• **Given exercise 1**: In the workshop proceedings excerpt below, how many submissions were the 11 revised full papers selected from?

☆ ☆ ☆ ☆ ☆ ☆ ☆

This volume contains a selection of the papers presented at the 11th International Workshop on Multi-Agent-Based Simulation (MABS 2010), a workshop co-located with the 9th International Joint Conference on Autonomous Agents and Multiagent Systems (AAMAS 2010), which was held on May 10-14, 2010 in Toronto, Canada. The 11 revised full papers presented were carefully reviewed and selected from 26 submissions. The workshop has been an important source of inspiration for the body of knowledge that has been produced in the field of Multi-Agent Systems (MAS). As illustrated by this volume, the workshop continues to bring together researchers interested in MAS engineering with researchers focused on finding efficient ways to model complex social systems in social, economic and organizational areas. In all these areas, agent theories, metaphors, models, analyses, experimental designs, empirical studies, and methodological principles all converge into simulation as a way of achieving explanations and predictions, exploring and testing hypotheses, and producing better designs and systems.

Inhaltsverzeichnis

Frontmatter

Models and Frameworks for MAS Development

Situational Programming: Agent Behavior Visual Programming for MABS Novices
Abstract
This paper presents an agent-oriented visual programming approach which aims at providing MABS end-users with a means to easily elaborate artificial autonomous behaviors according to a targeted domain, namely situational programming (SP). More specifically, SP defines design principles which could be used to develop MABS visual programming toolkits suited for non developers and MABS novices. This paper presents SP and how it is used to build a MABS video game which can be played by MABS novices, that is any Internet user.
Fabien Michel, Jacques Ferber, Pierre-Alain Laur, Florian Aleman
IRM4MLS: The Influence Reaction Model for Multi-Level Simulation
Abstract
In this paper, a meta-model called IRM4MLS, that aims to be a generic ground to specify and execute multi-level agent-based models is presented. It relies on the influence/reaction principle and more specifically on IRM4S [13,14]. Simulation models for IRM4MLS are defined. The capabilities and possible extensions of the meta-model are discussed.
Gildas Morvan, Alexandre Veremme, Daniel Dupont
Toward a Myers-Briggs Type Indicator Model of Agent Behavior in Multiagent Teams
Abstract
This paper explores the use of the Myers-Briggs Type Indicator (MBTI) as the basis for defining the personality of an agent. The MBTI is a well-known psychological theory of human personality. In the MBTI model, four axes are defined to explain how humans perceive their environment, how they interact with others and how they make decisions based on these traits. The work described here presents a preliminary model of agent behavior in which two of the axes are implemented, combining to reflect four distinct agent personality types. Experiments were conducted under three environmental conditions: single agent setting, homogeneous multiagent team, and heterogeneous multiagent team. Results are presented for each condition and are analyzed in comparison with the other conditions, as well as within the context of the expected MBTI behaviors given each environment and the simulated task. It is demonstrated that agents of each personality type produce very different results, distinct for and characteristic of each MBTI personality type.

☆ ☆ ☆ ☆ ☆ ☆ ☆

• **Given exercise 2**: Gather every line of the listing below that holds the word "marsh".

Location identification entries

☆ ☆ ☆ ☆ ☆ ☆ ☆

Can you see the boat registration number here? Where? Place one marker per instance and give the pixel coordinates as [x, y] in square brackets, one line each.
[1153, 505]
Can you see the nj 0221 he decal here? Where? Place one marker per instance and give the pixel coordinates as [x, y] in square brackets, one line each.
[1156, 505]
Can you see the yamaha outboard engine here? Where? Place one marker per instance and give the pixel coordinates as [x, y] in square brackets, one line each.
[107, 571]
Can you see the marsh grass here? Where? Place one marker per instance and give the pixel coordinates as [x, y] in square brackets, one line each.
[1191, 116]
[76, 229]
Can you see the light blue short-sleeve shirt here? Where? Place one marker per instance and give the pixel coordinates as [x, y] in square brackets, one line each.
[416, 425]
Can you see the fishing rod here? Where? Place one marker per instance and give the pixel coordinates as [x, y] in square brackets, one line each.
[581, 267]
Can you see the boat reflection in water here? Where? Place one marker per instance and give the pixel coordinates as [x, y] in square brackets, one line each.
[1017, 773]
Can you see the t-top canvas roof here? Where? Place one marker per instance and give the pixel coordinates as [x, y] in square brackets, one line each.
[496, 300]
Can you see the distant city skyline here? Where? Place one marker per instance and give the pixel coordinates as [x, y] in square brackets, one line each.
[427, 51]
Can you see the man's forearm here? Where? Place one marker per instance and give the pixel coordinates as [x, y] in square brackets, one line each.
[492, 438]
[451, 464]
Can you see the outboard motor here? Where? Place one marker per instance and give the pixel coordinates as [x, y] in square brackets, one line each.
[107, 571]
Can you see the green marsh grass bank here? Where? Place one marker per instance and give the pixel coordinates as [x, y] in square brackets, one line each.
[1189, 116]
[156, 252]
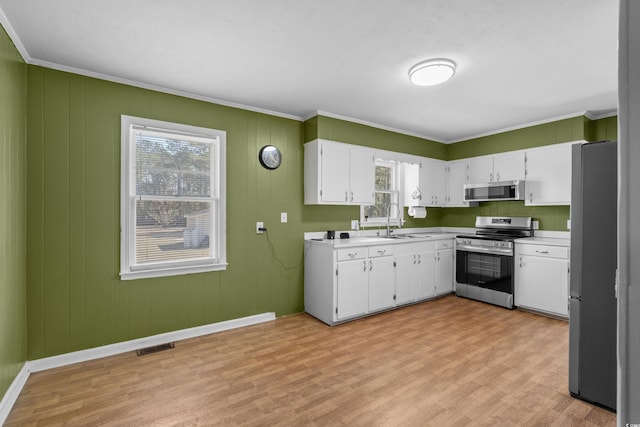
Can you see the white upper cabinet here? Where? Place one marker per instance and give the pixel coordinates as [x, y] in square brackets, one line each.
[338, 174]
[479, 169]
[424, 182]
[548, 175]
[508, 166]
[433, 182]
[456, 178]
[498, 167]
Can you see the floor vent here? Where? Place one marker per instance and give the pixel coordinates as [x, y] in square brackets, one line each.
[155, 349]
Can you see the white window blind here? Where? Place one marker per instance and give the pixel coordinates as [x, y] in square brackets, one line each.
[173, 199]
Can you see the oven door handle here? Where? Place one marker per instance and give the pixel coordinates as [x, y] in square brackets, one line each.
[494, 251]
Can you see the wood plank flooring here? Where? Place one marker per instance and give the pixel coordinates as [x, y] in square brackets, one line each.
[447, 362]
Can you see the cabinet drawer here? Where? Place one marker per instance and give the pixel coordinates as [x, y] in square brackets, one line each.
[352, 253]
[376, 251]
[445, 244]
[545, 251]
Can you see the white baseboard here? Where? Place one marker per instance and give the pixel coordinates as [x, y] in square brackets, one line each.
[38, 365]
[10, 397]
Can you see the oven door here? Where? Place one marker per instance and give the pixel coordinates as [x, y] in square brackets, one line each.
[486, 270]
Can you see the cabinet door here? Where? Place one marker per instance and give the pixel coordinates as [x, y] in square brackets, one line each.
[480, 170]
[456, 178]
[353, 288]
[508, 167]
[335, 172]
[433, 178]
[440, 183]
[362, 174]
[426, 275]
[444, 269]
[543, 284]
[548, 175]
[406, 278]
[382, 286]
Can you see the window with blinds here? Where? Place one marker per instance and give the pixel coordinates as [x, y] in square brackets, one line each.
[173, 195]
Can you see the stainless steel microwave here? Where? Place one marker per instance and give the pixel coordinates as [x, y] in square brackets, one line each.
[501, 190]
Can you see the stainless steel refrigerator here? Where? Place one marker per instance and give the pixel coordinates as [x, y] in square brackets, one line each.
[592, 302]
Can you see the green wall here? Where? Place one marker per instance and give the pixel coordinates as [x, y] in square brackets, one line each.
[75, 297]
[550, 218]
[13, 256]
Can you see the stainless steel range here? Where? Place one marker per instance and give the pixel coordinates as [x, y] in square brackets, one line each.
[484, 260]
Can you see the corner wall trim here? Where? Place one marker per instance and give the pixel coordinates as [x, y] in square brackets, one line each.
[38, 365]
[10, 397]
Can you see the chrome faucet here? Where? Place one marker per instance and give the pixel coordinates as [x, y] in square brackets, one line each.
[389, 216]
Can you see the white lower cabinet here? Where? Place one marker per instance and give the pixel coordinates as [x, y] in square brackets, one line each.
[444, 267]
[347, 283]
[382, 278]
[542, 278]
[415, 272]
[353, 289]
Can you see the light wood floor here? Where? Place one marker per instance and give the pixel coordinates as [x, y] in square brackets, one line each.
[448, 362]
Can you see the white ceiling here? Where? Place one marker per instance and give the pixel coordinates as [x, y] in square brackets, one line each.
[519, 61]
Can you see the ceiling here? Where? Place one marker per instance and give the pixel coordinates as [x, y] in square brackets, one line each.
[519, 62]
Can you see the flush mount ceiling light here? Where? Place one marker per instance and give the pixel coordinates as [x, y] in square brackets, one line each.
[432, 72]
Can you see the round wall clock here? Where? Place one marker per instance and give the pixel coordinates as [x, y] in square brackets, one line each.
[270, 157]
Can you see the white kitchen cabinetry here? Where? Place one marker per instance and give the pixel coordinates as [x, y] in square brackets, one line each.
[414, 272]
[342, 284]
[542, 278]
[382, 278]
[498, 167]
[548, 175]
[338, 174]
[479, 169]
[456, 178]
[433, 181]
[429, 178]
[444, 267]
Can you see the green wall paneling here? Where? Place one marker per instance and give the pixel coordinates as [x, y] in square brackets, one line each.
[76, 299]
[604, 129]
[566, 130]
[13, 213]
[359, 134]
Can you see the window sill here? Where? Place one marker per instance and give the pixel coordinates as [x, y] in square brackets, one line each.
[167, 272]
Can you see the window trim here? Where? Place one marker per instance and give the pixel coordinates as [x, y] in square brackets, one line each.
[129, 271]
[397, 217]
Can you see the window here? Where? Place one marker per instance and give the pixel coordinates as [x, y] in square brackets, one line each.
[386, 196]
[172, 199]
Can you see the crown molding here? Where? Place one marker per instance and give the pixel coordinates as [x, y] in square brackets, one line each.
[371, 124]
[14, 37]
[587, 114]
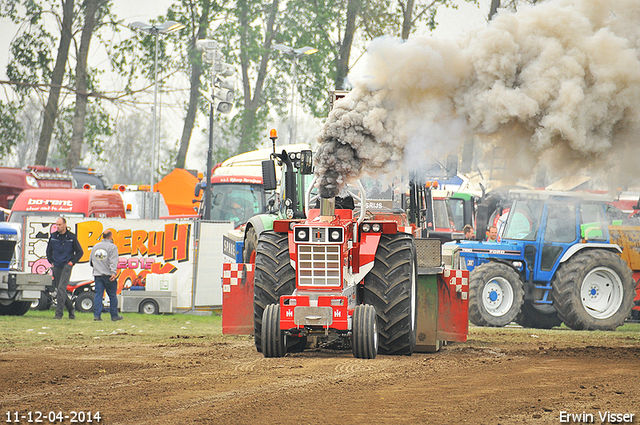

☆ ☆ ☆ ☆ ☆ ☆ ☆

• **Written reply 1**: 26 submissions.

• **Written reply 2**:
Can you see the marsh grass here? Where? Place one marker per instance and give the pixel coordinates as [x, y] in square brackets, one line each.
Can you see the green marsh grass bank here? Where? Place one marker per instance and give the pixel coordinates as [x, y] in square brackets, one line each.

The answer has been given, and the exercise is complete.